» ACTIVITY: Search the listing below for lines containing the string "bush". Reply with their count only.

» RECORDS FOR THE TASK:
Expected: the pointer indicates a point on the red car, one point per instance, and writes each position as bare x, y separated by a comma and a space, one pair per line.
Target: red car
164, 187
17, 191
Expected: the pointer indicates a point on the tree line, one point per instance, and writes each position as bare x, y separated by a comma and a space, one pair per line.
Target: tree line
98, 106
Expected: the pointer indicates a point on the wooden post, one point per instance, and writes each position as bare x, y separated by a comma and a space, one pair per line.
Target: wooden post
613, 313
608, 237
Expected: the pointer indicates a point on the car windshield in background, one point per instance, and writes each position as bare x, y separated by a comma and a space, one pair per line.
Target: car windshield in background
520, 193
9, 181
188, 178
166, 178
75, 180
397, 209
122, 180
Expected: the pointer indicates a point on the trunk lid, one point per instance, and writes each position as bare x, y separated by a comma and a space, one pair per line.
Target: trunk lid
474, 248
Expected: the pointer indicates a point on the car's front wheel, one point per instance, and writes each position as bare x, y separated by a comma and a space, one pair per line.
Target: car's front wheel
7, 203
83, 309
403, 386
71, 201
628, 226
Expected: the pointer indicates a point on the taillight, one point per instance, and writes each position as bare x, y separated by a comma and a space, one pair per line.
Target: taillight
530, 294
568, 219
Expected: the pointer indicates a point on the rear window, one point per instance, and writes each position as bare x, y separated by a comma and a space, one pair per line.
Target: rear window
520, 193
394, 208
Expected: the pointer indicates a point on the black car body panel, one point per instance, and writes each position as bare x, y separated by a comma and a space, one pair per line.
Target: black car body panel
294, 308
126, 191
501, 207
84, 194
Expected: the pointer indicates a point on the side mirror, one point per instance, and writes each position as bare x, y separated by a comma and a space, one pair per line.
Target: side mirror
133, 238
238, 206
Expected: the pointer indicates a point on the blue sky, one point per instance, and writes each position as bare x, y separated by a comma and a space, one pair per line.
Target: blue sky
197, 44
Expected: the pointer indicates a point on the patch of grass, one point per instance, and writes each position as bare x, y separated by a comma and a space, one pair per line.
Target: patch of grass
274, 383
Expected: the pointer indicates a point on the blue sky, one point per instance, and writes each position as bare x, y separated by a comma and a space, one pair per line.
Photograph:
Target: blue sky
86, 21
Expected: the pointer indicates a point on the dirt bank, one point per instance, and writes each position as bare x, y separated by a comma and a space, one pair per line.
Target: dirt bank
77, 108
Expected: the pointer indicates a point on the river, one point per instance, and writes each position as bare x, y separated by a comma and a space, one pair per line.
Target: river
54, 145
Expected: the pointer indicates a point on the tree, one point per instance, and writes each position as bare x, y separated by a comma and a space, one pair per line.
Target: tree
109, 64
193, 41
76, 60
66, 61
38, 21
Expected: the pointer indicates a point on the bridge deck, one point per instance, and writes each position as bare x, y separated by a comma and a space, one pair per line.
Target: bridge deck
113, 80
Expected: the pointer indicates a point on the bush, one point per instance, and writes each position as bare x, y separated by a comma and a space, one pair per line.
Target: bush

» EXERCISE ANSWER: 2